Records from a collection
____________________

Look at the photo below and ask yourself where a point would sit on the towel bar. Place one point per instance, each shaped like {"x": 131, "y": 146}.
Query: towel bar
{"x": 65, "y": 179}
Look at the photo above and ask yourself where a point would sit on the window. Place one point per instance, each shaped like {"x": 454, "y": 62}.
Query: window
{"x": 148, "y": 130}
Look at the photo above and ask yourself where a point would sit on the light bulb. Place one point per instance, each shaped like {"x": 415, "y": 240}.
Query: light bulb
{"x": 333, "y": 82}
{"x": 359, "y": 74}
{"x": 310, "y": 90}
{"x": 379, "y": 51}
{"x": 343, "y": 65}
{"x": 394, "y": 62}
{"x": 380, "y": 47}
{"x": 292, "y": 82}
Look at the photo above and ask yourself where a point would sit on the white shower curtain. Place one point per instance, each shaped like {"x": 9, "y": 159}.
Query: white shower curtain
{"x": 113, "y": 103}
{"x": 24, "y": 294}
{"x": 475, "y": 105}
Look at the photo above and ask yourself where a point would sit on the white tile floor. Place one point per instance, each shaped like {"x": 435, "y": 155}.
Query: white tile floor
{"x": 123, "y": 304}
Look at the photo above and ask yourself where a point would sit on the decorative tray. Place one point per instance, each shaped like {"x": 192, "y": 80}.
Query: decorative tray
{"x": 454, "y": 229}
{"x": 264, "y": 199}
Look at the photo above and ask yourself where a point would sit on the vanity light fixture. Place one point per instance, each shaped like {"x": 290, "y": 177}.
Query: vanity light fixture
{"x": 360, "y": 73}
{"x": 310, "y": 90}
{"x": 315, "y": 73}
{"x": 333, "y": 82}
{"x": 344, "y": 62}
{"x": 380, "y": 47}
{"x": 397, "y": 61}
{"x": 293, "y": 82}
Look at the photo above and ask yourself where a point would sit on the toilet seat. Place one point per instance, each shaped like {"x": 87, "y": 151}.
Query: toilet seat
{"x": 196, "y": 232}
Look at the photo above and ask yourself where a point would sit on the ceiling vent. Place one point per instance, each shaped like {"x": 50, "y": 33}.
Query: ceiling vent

____________________

Your goal »
Lines containing the word "vent": copy every one of them from the records above.

Worked solution »
Look at the photo above and ask yourself where a point would sit on the ceiling vent. Place one point per instance, each shaped like {"x": 50, "y": 33}.
Query: ceiling vent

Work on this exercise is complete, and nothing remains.